**SUPPLIED TEXT:**
++++++++++

STRATEGIES FOR INHIBITING THE Aβ-STIMULATED MICROGLIAL SIGNALING RESPONSE IN ALZHEIMER’S DISEASE

Colin K. Combs

Department of Biomedical Sciences, University of North Dakota, School of Medicine and Health Sciences, Grand Forks, ND 58202-9037, USA

Abstract

Accumulation of amyloid-β (Aβ) peptide containing plaques and associated microgliosis are hallmarks of Alzheimer's disease (AD) brains. Aβ peptide is hypothesized to act as a stimulus for microglia leading to activation of non-receptor tyrosine kinases, subsequent transcriptional changes, and acquisition of a proinflammatory phenotype. Therefore, the signaling pathways mediating Aβ-stimulated microglial activation represent attractive therapeutic targets for anti-inflammatory therapies. We have observed that members of the Src family of kinases are activated by Aβ stimulation followed by subsequent transcriptional activation of nuclear factor of activated T cells (NFAT). Based upon these findings, we identified a small molecule with dose dependent selectivity for inhibiting the Aβ-stimulated microglial increase in active, phosphorylated levels of Lyn and Src kinases compared to MAP kinases as well as the subsequent increase in TNFα and IL-6 secretion. In addition to tyrosine kinase activation, we observed that Aβ stimulated a subsequent isoform selective increase in microglial NFATc2 activity. Deletion of NFATc2 or treatment of microglia with the calcineurin/NFAT inhibitor, FK506, was sufficient to attenuate Aβ-stimulated microgliosis in vitro or in vivo using a well-known AD mouse model, APP/PS1 mice. Based upon these findings, the Aβ-stimulated microglial signaling response can be targeted with novel small molecule strategies to ameliorate the proinflammatory component of AD pathophysiology.

++++++++++

**DATA EXCERPTS:**
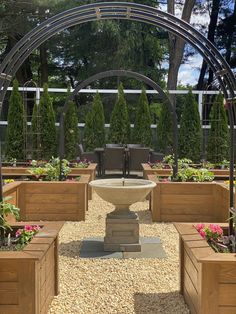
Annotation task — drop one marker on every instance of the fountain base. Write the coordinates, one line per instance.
(122, 234)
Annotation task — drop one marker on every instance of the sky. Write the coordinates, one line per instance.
(189, 72)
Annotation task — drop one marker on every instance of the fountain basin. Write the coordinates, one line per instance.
(122, 225)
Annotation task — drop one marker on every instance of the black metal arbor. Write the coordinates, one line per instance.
(132, 12)
(122, 73)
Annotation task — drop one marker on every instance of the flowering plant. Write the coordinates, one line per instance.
(25, 235)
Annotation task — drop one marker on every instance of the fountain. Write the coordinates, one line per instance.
(122, 225)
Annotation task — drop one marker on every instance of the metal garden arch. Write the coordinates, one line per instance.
(122, 73)
(132, 12)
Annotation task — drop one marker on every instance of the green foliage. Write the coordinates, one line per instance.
(218, 141)
(196, 175)
(16, 125)
(165, 129)
(71, 131)
(88, 132)
(98, 122)
(190, 130)
(119, 123)
(47, 128)
(5, 210)
(142, 126)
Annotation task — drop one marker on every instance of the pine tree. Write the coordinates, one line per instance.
(47, 128)
(142, 126)
(165, 129)
(35, 133)
(71, 131)
(88, 132)
(190, 130)
(16, 125)
(98, 122)
(218, 141)
(119, 123)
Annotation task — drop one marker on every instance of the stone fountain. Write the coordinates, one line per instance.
(122, 224)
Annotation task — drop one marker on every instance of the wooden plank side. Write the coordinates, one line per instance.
(227, 293)
(51, 198)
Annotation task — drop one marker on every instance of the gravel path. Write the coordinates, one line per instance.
(104, 286)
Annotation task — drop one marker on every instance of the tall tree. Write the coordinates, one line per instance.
(16, 125)
(190, 130)
(218, 140)
(177, 44)
(47, 128)
(142, 126)
(71, 131)
(165, 130)
(120, 124)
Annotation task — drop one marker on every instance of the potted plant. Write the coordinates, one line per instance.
(207, 268)
(28, 264)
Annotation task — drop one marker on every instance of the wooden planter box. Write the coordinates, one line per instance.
(207, 279)
(50, 201)
(147, 170)
(189, 201)
(24, 171)
(29, 278)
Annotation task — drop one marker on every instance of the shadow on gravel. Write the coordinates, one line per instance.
(70, 249)
(155, 303)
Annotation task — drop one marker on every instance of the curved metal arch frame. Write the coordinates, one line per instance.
(121, 73)
(132, 12)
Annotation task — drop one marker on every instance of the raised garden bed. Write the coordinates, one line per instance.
(8, 172)
(50, 201)
(29, 278)
(207, 279)
(189, 201)
(148, 170)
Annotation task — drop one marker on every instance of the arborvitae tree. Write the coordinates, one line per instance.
(119, 123)
(98, 122)
(142, 126)
(165, 129)
(190, 130)
(35, 133)
(47, 128)
(218, 140)
(71, 131)
(88, 132)
(16, 125)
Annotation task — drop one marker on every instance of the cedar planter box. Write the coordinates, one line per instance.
(24, 171)
(207, 279)
(29, 278)
(189, 201)
(50, 200)
(147, 170)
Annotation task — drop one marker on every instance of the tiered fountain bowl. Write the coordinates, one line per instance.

++++++++++

**WHAT THIS EXERCISE ASKS:**
a – Summarize the abstract in two sentences.
b – Please answer these questions from the abstract, one per line:
(i) What two features does the abstract name as hallmarks of Alzheimer's disease brains?
(ii) The small molecule selectively inhibited the rise in active, phosphorylated levels of which two kinases?
(iii) Which AD mouse model is named?
The records are separate material and are not part of the abstract.

**ANSWERS TO THIS EXERCISE:**
a – Aβ peptide is thought to stimulate microglia by activating non-receptor tyrosine kinases, and the work found that Aβ activates Src family kinases and then NFAT, increasing NFATc2 activity in particular. A small molecule selectively inhibited the Aβ-stimulated rise in active Lyn and Src kinases and in TNFα and IL-6 secretion, and deleting NFATc2 or treating microglia with FK506 reduced Aβ-stimulated microgliosis in vitro or in APP/PS1 mice.

b –
(i) Accumulation of plaques containing amyloid-β peptide, and associated microgliosis
(ii) Lyn and Src
(iii) APP/PS1 mice